───── TASK INPUT ─────
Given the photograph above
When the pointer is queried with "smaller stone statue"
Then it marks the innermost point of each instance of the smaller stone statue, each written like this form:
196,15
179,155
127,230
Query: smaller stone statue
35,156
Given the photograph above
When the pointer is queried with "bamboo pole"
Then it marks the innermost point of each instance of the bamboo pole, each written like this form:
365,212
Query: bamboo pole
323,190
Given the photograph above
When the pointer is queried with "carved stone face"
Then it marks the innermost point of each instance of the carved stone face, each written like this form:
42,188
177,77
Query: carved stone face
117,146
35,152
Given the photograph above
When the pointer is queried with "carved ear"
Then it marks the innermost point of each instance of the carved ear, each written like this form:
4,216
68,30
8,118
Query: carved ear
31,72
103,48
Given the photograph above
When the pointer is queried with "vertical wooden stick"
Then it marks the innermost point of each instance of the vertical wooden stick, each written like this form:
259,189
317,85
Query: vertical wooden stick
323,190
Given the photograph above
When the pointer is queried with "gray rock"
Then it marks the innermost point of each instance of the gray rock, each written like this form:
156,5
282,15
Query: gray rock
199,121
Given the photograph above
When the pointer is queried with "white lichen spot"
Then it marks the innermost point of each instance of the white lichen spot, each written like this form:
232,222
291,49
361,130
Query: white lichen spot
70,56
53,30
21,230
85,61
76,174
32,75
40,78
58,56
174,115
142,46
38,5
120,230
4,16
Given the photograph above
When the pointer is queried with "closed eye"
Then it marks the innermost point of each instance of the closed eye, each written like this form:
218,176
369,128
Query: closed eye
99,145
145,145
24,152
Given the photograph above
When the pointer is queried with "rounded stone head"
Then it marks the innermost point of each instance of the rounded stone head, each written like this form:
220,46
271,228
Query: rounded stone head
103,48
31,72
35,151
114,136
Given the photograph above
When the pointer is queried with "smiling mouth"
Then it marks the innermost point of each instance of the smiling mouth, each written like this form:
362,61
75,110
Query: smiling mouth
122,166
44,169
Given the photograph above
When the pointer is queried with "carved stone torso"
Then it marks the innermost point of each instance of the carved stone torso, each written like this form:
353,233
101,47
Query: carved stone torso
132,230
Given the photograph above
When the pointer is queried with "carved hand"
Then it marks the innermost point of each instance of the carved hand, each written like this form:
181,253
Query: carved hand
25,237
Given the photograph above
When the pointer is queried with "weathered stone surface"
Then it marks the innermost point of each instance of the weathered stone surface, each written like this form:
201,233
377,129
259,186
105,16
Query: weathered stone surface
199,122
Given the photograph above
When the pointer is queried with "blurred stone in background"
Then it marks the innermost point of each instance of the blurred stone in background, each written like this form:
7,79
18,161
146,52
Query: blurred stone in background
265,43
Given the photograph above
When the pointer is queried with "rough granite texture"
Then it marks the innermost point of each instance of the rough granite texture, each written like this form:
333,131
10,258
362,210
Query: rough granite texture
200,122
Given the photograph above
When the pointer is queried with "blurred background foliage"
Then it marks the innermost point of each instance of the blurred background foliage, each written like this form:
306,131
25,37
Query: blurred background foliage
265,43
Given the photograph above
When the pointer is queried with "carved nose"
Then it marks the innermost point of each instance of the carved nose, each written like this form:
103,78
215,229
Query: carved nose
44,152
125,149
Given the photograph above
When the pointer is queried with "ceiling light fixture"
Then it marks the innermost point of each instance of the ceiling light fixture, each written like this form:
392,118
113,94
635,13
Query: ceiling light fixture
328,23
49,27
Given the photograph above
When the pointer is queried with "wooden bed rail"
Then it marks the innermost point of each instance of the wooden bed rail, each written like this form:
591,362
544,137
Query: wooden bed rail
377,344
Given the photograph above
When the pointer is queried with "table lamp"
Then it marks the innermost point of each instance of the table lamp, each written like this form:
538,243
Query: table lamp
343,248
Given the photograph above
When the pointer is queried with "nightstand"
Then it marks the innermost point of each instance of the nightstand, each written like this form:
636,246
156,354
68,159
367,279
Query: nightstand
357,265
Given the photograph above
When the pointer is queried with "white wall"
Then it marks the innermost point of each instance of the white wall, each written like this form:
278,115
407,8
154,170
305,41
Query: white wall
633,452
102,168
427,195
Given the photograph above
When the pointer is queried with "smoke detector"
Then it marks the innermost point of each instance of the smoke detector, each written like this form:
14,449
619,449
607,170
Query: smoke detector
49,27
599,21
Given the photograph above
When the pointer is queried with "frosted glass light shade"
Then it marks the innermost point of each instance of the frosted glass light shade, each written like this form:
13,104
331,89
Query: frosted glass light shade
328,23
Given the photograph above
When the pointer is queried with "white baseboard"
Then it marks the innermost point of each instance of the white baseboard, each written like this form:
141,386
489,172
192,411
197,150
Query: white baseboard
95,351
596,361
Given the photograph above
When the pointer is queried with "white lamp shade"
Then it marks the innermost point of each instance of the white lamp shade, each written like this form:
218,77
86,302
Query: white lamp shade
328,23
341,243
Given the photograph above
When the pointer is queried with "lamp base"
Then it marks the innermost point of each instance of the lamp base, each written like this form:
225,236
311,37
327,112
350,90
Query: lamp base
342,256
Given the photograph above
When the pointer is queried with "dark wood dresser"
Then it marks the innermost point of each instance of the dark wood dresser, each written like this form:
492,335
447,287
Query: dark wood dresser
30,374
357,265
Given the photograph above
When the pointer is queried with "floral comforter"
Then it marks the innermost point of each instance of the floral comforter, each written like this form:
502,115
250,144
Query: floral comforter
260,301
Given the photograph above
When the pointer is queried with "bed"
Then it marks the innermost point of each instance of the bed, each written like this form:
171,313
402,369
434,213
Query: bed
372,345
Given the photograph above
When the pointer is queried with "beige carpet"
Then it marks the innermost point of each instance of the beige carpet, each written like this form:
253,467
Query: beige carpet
─────
*YOUR OBJECTIVE*: The records above are to be given again in full, word for word.

*SOLUTION BELOW*:
Given the photograph above
When the pointer is queried with "smaller stone statue"
Then it marks the innermost point of each instance of the smaller stone statue, each written like this form:
196,15
179,155
127,230
Query: smaller stone statue
35,156
Given the photograph above
When the pointer is queried with "bamboo pole"
Then it marks the innermost point of each instance of the bamboo pole, each written like this form:
365,212
Query: bamboo pole
323,190
Given the photograph above
When the pointer is queried with "carved stone face"
Then it marks the innermost point of each instance of the carved stone face, each written like this form:
42,188
177,77
Query: carved stone face
117,146
35,152
Given the photograph above
When the pointer is queried with "carved ear"
Then it marks the innermost point of each instance of the carved ear, each written like this form:
4,216
68,30
8,118
Query: carved ear
31,72
103,48
Given the photograph above
When the pointer is queried with "vertical wooden stick"
Then it marks the innermost point of each instance of the vertical wooden stick, each written like this form:
259,189
317,85
Query: vertical wooden stick
323,190
Given the photograph above
When the pointer is queried with "gray rock"
Then it marks the innermost point of each instance of the gray rock, each written like this form:
156,5
282,15
Query: gray rock
199,121
Given the photograph above
When the pointer is queried with "white lichen spot"
Then it marks the innermost point of each instance of the white lichen spot, each written like this form:
232,222
291,49
361,130
Query: white lichen spot
70,56
53,30
21,230
85,61
76,174
32,75
40,78
58,56
174,115
142,46
38,5
120,230
4,16
Given the photograph above
When the pointer is queried with "closed eye"
Then it marks the innermost point of each instance of the closed eye, each written like this form:
218,176
369,128
Query: closed eye
99,145
145,145
24,152
Given the photograph above
When the pointer is queried with "rounded stone head"
Then it marks the innermost point of each instance of the rounded stone head, each written like this form:
220,46
271,228
Query: rounded stone head
103,48
31,72
35,151
114,136
Given the photograph above
When the pointer is queried with "smiling mouth"
Then it marks the innermost point of each instance of the smiling mouth, each written like this form:
362,61
75,110
Query: smiling mouth
122,166
44,169
Given the photograph above
When the pointer is queried with "carved stone torso"
Then it marks the innermost point of each instance of the carved stone torso, each written like this form:
353,233
101,47
Query: carved stone torso
132,230
Given the photograph above
When the pointer is queried with "carved hand"
Then it marks the innermost point of each instance of the carved hand, each written like this form:
181,253
Query: carved hand
25,237
Given the photograph above
When the pointer is queried with "weathered stone surface"
Then it marks the innermost point of each instance of the weathered stone surface, each written like this form:
201,233
377,129
259,186
105,16
Query: weathered stone surface
199,122
Given the photograph above
When the pointer is queried with "blurred stone in background"
Then it marks the innermost point of each instance of the blurred stone in background, each written like this form:
7,79
18,161
146,52
Query: blurred stone in background
265,43
Given the photograph above
When the pointer is queried with "rough granite texture"
Then it marks the innermost point of each instance of the rough granite texture, each written like this form:
333,131
10,258
362,210
Query: rough granite texture
200,122
Given the photograph above
When the pointer is queried with "blurred background foliage"
Then it marks the innermost point of each instance of the blurred background foliage, each written like this form:
306,131
25,37
Query: blurred background foliage
265,43
Given the photograph above
When the pointer is queried with "carved nose"
Then it marks the innermost point of each instance of the carved nose, each written like this form:
103,78
215,229
Query: carved nose
44,152
125,149
Given the photograph above
When the pointer is queried with "ceiling light fixture"
Then it marks the innermost point of each instance of the ceiling light fixture, each written like this form:
392,118
113,94
635,13
Query: ceiling light fixture
328,23
49,27
Given the photograph above
When the pointer is queried with "wooden bed rail"
Then it marks the innermost point of each instance of the wooden bed rail, each written like this form:
591,362
544,137
Query: wooden bed rail
377,344
Given the photograph above
When the pointer is queried with "table lamp"
Then it marks the innermost point of each instance of the table lamp, each written like this form:
538,243
Query: table lamp
343,248
Given the photograph above
When the pointer is queried with "nightstand"
Then it marks the innermost point of each instance of the nightstand, each written like this form:
636,246
156,354
68,159
367,279
Query: nightstand
357,265
Given the photograph above
When the pointer is queried with "white wall"
Then it marks the innermost point of each instance of the white wall, each written like this form:
278,115
407,8
154,170
305,41
Query: white wall
633,452
102,168
427,195
Given the photograph above
When the pointer is queried with "smoke detector"
Then it marks the innermost point of each instance of the smoke detector, each written like this form:
14,449
619,449
607,170
Query: smoke detector
49,27
599,21
Given the photograph above
When the pointer is queried with "frosted glass light shade"
Then it marks the innermost point of each instance of the frosted glass light shade, each written like this form:
13,104
331,89
Query: frosted glass light shade
328,23
Given the photograph above
When the pointer is queried with "white baseboard"
Then it marks the innermost point of each instance of the white baseboard, each written like this form:
141,386
489,172
192,411
197,150
Query: white baseboard
95,351
596,361
Given the photograph above
When the pointer is queried with "white lamp shade"
Then it marks the innermost point of each instance of the white lamp shade, each written like this form:
218,77
86,302
Query: white lamp shade
328,23
341,243
Given the photograph above
When the pointer is queried with "lamp base"
Then it marks the innermost point of each instance of the lamp base, each written like this form:
225,236
311,37
327,112
350,90
Query: lamp base
342,256
Given the photograph above
When the pointer is queried with "dark wood dresser"
Then it marks the innermost point of each instance of the dark wood dresser, each written like this form:
492,335
447,287
Query: dark wood dresser
30,374
357,265
Given the photograph above
When the pointer is queried with "floral comforter"
Then it marks the innermost point of each instance of the floral comforter, each written like this form:
502,115
250,144
Query: floral comforter
260,301
Given the photograph above
When the pointer is queried with "bed"
Then it marks the innermost point of each instance of the bed, each written like this form:
171,313
402,369
434,213
Query: bed
372,345
Given the photograph above
When the pointer is queried with "beige carpet"
Then it marks the innermost point of each instance of the beige carpet, each written like this form:
253,467
Query: beige carpet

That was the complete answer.